Since 1973 when the U.S. Supreme Court ruled on Roe v. Wade, an estimated 20 million unborn black babies have been aborted in America. Census data indicates that African Americans make up about 13 percent of the U.S. population, but they have nearly 40 percent of all abortions. And New York City health statistics show that more African American babies are aborted in the city than are born most years.
Moss became more involved in pro-life ministry after learning about a young college student who was pregnant and needed support. He worked together with others in Stark County to found the Pregnancy Support Center to provide assistance and encouragement to mothers and babies in need, according to the report.
Then, he and his wife began traveling to speak at African American churches about the devastating impact of abortion and the need to defend life. Their mission to the black community has been an uphill battle, however, because the abortion industry has been targeting and deceiving black mothers for decades.
“The abortion industry is very adept at its messaging to women of color who often grew up believing the myth that a fetus is just a clump of cells or another form of birth control,” Moss told Live Action. “Worse, they are taught unwanted babies are the ‘enemy of women.’”
He said abortion has been pushed on African Americans for decades, so the false ideology sometimes is shared from mother to daughter or grandmother to mother to daughter.
“They are unaware of the drastic reduction in the black population from abortions,” Moss continued. “So, they go on to terminate their pregnancies, thinking it’s the best solution because that’s what they’ve been told. This has to change, and it will take more pro-life advocates in the black community to speak the truth and help break the cycle of cultural influence and generational misinformation.”

(Dataset records)

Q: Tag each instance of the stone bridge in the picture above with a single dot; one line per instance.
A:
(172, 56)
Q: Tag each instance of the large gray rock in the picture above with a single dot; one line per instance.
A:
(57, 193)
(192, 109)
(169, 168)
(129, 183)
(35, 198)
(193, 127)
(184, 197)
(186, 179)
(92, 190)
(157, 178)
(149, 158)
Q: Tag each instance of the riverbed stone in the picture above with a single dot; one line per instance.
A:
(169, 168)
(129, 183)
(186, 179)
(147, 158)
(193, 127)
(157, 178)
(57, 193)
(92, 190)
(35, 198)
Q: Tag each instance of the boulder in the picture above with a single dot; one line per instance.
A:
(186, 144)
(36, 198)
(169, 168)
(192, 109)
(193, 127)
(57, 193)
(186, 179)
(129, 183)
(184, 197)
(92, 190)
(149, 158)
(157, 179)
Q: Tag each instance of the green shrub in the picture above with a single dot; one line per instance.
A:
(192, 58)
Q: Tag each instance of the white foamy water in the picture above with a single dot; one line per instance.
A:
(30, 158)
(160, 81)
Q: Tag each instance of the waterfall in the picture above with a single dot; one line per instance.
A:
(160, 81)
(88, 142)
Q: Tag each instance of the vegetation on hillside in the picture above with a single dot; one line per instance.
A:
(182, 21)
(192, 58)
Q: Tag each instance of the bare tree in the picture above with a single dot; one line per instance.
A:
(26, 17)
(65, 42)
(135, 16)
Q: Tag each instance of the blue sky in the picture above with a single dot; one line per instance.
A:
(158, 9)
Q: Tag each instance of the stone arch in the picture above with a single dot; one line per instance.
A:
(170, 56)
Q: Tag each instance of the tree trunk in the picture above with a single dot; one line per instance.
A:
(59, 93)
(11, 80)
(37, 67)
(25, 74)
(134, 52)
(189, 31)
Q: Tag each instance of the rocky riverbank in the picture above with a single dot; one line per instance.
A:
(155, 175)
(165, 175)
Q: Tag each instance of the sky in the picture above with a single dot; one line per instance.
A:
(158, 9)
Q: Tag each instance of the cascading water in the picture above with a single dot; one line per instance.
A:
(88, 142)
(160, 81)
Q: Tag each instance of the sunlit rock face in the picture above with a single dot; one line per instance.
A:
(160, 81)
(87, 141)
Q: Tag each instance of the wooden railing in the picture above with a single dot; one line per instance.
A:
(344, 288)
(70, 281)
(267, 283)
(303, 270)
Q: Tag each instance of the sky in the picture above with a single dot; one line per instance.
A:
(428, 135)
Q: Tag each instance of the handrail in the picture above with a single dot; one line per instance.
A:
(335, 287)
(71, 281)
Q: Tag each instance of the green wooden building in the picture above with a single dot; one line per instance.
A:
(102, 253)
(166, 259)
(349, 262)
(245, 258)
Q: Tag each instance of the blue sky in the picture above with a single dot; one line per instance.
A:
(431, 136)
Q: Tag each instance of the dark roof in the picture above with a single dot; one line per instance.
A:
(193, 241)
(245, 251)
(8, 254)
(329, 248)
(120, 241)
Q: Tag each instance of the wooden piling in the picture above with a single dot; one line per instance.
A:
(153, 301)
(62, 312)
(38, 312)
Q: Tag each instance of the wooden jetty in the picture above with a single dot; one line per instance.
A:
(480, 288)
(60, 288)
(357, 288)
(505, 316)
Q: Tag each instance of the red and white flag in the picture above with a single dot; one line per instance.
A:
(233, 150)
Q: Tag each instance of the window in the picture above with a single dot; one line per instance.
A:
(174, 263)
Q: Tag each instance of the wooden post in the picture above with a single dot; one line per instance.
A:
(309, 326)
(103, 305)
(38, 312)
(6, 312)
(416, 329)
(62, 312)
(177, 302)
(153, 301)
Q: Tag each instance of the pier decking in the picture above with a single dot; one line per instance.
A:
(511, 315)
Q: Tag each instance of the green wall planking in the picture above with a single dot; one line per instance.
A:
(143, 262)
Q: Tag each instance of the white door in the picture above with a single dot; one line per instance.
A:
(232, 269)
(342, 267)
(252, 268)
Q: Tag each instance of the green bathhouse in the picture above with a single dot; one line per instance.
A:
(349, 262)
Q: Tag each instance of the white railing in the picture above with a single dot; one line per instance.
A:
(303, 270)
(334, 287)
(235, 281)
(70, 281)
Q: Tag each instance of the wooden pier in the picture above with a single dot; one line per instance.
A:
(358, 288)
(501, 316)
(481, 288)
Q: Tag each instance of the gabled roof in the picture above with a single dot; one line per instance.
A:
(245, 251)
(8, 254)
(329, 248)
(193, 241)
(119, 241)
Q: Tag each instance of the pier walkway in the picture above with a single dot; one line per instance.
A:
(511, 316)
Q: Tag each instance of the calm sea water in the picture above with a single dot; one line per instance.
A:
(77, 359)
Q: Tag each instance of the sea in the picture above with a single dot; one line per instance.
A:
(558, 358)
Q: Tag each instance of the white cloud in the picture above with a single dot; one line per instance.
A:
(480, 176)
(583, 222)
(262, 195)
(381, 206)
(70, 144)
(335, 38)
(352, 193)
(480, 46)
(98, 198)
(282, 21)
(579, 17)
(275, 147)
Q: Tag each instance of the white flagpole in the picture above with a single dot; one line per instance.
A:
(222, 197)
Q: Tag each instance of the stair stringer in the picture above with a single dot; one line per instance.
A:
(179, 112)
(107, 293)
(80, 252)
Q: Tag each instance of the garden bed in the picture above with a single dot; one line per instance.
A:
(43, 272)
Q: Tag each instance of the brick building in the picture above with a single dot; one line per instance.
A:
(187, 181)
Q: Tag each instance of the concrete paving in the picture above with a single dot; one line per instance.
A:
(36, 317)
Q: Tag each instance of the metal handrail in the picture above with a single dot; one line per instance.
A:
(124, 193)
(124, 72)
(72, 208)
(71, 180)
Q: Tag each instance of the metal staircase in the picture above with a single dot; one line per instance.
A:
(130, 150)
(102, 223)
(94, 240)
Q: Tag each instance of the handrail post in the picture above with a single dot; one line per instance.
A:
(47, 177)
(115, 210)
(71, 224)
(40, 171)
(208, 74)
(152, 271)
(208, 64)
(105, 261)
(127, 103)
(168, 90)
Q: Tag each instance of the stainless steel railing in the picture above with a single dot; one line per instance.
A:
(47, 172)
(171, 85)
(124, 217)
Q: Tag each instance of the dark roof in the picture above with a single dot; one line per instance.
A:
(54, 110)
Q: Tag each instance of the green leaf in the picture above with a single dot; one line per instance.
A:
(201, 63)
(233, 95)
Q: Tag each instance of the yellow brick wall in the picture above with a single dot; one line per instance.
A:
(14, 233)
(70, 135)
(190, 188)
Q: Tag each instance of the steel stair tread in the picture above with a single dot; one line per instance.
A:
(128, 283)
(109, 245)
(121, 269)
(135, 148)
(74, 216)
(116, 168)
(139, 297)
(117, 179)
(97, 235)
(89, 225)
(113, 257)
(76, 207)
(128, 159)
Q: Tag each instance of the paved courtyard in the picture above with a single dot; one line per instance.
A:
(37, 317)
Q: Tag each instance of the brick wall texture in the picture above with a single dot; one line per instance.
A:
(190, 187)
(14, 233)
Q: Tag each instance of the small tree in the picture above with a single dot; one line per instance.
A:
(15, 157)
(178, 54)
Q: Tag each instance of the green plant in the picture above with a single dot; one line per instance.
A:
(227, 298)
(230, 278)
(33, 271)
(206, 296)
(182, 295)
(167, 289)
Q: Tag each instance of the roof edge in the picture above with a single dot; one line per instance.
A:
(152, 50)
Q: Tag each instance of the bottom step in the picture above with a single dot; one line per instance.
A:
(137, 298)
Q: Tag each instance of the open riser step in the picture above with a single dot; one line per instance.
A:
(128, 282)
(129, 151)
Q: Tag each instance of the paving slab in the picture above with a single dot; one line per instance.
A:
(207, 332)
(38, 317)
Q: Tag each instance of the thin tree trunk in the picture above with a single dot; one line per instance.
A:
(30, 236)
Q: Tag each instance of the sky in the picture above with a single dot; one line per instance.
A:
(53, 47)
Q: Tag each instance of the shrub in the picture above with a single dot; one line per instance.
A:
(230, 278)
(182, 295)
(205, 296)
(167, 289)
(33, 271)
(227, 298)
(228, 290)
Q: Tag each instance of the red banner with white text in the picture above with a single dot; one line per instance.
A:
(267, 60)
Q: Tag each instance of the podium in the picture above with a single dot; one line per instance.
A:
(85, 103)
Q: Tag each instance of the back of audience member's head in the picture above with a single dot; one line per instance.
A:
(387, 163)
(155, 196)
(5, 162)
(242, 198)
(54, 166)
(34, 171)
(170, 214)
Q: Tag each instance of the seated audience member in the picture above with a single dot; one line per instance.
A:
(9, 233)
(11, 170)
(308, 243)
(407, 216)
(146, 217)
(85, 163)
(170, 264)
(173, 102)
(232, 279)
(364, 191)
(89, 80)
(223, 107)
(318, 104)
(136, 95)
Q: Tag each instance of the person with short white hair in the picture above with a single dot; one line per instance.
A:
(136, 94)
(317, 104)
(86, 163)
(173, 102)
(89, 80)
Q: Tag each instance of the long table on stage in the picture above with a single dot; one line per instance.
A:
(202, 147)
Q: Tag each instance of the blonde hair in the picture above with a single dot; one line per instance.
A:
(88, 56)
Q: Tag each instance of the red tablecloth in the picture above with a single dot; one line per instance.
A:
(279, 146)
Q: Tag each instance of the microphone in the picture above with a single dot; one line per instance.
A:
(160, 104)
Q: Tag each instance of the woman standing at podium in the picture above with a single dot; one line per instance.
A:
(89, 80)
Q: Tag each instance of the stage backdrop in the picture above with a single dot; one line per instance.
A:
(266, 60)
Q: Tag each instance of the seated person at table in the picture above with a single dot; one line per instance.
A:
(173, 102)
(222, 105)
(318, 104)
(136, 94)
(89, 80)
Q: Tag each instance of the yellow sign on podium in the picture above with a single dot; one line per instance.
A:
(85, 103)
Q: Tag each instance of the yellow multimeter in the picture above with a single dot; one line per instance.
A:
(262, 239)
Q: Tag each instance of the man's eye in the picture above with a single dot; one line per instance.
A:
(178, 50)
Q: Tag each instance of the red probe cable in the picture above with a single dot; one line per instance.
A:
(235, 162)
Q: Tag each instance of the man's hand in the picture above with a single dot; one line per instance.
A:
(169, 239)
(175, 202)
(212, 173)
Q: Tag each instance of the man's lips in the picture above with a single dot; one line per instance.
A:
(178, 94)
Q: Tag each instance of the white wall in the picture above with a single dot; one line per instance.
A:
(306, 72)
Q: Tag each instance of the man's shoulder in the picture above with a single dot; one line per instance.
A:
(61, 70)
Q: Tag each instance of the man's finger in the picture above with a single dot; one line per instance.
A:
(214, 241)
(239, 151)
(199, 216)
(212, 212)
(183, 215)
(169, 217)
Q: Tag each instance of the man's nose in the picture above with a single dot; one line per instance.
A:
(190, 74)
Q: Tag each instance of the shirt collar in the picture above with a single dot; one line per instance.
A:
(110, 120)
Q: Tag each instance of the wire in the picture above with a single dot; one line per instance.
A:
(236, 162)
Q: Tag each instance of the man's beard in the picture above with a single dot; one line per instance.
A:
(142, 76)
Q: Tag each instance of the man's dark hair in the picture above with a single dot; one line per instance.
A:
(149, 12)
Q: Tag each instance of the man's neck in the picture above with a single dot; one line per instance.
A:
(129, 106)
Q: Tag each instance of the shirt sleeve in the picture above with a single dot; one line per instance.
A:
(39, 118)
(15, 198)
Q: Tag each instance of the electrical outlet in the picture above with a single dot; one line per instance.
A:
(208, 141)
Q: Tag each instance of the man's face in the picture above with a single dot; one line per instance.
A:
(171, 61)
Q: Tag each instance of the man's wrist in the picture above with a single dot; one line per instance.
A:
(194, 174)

# Activity 1:
Could you transcribe the article about Moss's pro-life ministry from "Then, he and" to "mother to daughter."?
# Activity 2:
In the article about Moss's pro-life ministry, why has the mission of Moss and his wife to the black community been an uphill battle? Answer in one to three sentences.
# Activity 3:
How would you say this sentence from the article about Moss's pro-life ministry in Spanish: "Then, he and his wife began traveling to speak at African American churches about the devastating impact of abortion and the need to defend life."?

# Output 1:
Then, he and his wife began traveling to speak at African American churches about the devastating impact of abortion and the need to defend life. Their mission to the black community has been an uphill battle, however, because the abortion industry has been targeting and deceiving black mothers for decades.
“The abortion industry is very adept at its messaging to women of color who often grew up believing the myth that a fetus is just a clump of cells or another form of birth control,” Moss told Live Action. “Worse, they are taught unwanted babies are the ‘enemy of women.’”
He said abortion has been pushed on African Americans for decades, so the false ideology sometimes is shared from mother to daughter or grandmother to mother to daughter.

# Output 2:
The article says the abortion industry has been targeting and deceiving black mothers for decades.

# Output 3:
Luego, él y su esposa comenzaron a viajar para hablar en iglesias afroamericanas sobre el impacto devastador del aborto y la necesidad de defender la vida.